**Your objective:** Present the data below as a numbered list, leaving out any blank lines.
-- start Dataset records --
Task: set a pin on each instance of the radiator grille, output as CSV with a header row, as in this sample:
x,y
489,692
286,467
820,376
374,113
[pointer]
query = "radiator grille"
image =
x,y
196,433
-- end Dataset records --
**The result:**
1. Task: set a pin on each instance of the radiator grille, output as CSV with a header row, as in this sample:
2. x,y
3. 489,692
4. 286,467
5. 820,376
6. 374,113
7. [pointer]
8. query = "radiator grille"
9. image =
10. x,y
11. 196,433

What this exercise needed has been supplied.